━━━ RECORDS ━━━
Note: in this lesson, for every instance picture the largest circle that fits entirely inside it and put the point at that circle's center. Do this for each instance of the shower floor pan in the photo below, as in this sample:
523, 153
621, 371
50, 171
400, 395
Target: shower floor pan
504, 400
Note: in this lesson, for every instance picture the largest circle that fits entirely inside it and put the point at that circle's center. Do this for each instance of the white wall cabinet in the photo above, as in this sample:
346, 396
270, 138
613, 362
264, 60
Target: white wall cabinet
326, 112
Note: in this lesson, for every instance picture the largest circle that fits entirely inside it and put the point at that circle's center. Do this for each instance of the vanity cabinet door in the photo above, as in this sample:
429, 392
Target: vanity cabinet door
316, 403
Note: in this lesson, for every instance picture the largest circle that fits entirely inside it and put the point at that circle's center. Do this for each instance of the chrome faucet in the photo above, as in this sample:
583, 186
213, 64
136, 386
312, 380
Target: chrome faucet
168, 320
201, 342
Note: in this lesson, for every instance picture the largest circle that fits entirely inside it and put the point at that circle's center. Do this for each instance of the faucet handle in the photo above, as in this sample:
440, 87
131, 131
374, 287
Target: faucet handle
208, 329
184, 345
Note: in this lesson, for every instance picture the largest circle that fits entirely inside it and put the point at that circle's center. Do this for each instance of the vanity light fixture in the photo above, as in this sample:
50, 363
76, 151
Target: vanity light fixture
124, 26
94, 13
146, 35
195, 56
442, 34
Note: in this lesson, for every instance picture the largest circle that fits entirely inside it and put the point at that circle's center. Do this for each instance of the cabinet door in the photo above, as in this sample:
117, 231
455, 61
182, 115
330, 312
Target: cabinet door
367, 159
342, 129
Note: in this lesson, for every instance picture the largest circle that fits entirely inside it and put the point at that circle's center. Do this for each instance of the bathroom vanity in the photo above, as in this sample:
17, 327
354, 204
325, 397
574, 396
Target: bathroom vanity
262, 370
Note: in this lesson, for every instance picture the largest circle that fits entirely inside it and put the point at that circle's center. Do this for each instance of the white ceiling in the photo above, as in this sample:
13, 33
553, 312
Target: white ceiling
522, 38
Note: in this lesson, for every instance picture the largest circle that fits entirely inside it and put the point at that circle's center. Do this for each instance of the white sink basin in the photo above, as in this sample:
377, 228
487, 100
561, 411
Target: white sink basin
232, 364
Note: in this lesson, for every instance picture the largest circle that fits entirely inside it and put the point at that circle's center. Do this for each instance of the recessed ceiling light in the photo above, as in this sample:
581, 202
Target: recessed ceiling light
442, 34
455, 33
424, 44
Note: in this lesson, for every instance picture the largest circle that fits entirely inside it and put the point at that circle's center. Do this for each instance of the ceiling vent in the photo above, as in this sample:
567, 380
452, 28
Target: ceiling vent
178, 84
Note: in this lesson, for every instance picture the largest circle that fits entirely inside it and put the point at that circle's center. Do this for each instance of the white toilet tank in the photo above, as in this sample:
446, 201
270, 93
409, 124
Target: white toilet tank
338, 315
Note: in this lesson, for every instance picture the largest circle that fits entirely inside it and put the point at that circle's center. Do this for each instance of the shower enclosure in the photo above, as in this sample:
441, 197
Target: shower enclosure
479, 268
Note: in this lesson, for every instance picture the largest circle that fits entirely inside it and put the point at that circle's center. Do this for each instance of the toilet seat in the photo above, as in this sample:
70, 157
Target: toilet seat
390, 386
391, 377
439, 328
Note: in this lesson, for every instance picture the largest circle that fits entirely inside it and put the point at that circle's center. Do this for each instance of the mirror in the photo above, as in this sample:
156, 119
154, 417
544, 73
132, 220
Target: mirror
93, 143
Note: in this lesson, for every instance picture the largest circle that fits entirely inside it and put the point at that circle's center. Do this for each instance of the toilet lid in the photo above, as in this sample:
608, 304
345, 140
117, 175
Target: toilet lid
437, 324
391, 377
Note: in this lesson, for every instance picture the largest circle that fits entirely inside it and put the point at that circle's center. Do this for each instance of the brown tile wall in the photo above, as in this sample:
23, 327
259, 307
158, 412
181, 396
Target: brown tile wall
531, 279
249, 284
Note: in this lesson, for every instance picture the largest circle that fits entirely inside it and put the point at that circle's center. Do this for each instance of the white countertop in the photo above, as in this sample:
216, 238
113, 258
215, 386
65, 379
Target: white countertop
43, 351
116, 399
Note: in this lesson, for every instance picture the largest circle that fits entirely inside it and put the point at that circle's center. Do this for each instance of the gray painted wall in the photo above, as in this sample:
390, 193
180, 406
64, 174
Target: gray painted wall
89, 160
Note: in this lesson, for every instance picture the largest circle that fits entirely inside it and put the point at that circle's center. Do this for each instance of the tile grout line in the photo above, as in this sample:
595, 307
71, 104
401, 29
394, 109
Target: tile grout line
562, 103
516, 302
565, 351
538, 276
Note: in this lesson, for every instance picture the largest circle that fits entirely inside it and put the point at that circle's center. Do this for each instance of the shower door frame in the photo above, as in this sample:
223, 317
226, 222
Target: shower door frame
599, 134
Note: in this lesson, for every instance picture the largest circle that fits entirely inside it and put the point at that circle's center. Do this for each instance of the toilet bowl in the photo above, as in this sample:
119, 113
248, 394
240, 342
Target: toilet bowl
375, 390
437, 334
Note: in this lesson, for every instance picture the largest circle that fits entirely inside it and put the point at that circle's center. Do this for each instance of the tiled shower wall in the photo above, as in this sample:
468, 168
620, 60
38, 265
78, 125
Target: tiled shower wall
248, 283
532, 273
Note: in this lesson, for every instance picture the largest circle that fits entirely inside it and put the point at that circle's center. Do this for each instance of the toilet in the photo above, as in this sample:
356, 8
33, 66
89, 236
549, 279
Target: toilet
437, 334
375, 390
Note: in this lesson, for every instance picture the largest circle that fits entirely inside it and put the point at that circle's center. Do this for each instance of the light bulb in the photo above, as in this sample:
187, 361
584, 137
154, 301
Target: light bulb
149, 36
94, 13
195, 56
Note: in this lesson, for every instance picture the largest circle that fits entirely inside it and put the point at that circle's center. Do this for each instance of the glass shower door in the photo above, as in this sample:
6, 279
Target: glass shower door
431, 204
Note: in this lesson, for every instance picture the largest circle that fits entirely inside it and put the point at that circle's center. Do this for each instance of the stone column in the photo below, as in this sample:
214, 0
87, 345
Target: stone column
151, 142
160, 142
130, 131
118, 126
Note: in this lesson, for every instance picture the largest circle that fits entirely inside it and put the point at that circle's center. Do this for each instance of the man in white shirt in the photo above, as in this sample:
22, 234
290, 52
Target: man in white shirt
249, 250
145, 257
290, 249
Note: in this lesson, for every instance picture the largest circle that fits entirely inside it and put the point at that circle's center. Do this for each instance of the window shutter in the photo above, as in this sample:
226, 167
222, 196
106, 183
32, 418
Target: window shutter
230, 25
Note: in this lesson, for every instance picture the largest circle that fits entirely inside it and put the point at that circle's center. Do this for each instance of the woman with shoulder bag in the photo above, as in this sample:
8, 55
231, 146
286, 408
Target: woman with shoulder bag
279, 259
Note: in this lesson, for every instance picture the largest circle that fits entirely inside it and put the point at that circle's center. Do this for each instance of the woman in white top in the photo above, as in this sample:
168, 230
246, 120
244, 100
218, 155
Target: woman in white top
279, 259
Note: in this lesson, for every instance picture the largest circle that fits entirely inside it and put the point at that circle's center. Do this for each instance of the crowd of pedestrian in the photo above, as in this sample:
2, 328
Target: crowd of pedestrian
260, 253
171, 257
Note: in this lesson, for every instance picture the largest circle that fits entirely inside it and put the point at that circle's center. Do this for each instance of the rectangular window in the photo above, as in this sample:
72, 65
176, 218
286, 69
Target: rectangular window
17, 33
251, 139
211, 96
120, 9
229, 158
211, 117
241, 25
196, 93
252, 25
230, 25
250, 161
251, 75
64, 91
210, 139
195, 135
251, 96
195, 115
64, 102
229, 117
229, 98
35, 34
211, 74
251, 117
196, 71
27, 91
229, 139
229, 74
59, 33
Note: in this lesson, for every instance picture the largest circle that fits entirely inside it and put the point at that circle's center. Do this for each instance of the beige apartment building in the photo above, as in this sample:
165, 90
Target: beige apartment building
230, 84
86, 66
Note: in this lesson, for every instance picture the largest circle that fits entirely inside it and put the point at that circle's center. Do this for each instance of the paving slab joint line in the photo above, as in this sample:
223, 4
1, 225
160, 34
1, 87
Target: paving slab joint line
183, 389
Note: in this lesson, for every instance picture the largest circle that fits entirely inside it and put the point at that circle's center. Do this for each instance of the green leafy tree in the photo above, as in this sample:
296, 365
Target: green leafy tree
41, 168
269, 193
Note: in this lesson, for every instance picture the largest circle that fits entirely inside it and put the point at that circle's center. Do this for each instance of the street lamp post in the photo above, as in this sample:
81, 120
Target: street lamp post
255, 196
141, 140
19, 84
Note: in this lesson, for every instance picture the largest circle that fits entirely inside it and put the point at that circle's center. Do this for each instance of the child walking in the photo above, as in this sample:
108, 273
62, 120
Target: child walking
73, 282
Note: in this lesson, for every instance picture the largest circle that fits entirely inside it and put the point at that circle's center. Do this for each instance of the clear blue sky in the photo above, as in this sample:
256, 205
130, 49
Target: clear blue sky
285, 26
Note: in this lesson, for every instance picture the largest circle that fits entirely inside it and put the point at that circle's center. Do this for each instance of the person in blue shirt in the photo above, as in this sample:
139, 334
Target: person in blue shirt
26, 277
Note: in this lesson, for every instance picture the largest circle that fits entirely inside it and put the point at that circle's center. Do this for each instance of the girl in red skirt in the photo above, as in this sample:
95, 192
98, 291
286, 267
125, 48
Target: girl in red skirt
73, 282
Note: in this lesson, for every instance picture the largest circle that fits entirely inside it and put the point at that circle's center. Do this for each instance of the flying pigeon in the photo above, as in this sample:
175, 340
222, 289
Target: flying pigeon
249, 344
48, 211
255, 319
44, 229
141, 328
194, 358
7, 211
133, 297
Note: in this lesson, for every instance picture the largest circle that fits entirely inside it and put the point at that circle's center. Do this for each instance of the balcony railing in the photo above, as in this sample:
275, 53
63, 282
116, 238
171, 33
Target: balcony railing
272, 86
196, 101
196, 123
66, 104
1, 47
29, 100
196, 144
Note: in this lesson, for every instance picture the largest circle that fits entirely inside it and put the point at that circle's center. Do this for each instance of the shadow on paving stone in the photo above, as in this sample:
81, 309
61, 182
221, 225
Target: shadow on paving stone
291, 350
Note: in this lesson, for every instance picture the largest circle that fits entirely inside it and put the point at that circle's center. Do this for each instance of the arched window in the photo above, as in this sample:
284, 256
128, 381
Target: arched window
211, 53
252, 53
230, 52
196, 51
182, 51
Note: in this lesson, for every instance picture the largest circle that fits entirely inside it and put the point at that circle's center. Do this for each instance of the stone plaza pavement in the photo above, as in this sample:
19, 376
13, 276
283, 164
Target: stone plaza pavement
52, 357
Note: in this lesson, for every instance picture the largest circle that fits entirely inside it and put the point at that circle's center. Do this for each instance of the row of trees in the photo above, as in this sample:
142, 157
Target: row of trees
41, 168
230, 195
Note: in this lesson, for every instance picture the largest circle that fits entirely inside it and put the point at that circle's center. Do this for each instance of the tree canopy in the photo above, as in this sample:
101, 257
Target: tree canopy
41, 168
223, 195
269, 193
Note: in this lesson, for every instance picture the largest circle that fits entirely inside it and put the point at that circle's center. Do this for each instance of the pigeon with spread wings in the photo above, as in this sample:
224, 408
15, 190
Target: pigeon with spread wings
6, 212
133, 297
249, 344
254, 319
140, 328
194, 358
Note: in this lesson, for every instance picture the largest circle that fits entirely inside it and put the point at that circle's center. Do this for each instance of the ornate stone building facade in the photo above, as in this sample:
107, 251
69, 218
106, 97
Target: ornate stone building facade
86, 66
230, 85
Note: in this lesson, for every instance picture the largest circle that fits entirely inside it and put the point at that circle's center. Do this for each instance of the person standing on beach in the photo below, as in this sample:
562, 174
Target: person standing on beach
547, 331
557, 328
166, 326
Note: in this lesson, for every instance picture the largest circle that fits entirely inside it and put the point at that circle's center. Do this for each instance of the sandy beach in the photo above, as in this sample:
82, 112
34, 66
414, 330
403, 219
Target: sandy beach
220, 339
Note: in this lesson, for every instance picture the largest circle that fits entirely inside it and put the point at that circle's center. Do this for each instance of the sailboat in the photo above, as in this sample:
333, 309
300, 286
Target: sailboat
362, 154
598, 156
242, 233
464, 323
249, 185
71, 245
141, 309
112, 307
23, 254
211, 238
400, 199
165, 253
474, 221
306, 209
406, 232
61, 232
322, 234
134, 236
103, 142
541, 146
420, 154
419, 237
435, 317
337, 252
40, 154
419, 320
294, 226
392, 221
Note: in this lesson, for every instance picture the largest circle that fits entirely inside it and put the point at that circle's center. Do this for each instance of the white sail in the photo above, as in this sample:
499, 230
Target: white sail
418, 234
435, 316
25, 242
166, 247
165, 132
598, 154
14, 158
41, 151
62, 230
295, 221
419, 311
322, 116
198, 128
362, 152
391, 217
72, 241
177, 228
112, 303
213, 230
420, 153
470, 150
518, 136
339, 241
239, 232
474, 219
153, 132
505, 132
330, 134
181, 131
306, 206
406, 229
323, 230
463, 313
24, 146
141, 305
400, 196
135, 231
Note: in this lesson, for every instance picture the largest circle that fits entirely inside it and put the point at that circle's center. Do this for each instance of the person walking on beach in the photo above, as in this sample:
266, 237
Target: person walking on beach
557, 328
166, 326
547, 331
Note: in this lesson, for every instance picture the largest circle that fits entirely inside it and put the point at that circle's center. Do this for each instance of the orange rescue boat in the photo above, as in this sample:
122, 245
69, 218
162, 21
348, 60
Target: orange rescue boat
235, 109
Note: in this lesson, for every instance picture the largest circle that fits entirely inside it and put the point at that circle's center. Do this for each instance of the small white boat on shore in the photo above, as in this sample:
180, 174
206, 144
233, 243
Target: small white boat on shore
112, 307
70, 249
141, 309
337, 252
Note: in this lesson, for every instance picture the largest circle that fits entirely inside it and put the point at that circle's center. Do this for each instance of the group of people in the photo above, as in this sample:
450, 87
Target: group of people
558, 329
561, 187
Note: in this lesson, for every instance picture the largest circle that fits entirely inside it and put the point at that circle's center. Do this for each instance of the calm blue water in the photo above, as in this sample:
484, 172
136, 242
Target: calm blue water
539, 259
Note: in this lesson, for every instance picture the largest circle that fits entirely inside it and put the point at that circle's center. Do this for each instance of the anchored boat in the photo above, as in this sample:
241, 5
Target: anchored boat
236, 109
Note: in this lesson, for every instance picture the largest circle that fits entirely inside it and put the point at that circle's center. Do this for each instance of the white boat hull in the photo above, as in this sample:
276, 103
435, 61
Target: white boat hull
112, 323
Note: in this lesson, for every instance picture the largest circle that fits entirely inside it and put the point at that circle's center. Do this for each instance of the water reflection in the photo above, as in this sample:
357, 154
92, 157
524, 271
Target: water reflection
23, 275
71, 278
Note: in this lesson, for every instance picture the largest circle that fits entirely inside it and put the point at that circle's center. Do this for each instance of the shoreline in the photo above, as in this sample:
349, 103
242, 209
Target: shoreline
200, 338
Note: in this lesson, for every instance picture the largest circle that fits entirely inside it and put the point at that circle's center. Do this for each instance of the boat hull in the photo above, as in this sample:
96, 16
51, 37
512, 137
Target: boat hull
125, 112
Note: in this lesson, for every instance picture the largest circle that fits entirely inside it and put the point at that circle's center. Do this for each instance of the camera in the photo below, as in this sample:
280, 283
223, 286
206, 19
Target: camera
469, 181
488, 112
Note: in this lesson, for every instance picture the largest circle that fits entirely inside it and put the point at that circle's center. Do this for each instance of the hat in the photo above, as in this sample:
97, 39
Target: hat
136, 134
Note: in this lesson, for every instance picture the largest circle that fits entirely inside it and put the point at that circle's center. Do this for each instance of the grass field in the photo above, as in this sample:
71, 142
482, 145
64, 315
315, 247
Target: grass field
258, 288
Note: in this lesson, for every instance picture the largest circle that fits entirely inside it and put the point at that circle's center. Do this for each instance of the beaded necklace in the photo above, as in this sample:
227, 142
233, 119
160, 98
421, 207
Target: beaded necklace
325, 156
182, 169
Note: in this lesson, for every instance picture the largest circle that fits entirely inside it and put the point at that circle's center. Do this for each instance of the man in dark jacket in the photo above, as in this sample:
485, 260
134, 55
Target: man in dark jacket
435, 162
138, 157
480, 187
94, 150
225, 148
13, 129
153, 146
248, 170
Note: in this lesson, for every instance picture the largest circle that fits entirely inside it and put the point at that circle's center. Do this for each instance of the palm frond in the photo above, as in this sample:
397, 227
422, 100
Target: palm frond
━━━
Across the entries above, find the lines with the string "palm" and copy them.

Note: in this lesson, for every instance picture the largest circle that fits entirely inside it and put the point at that circle's center. Do this for each instance of the palm frond in the photo above, as in this sample:
Target: palm frond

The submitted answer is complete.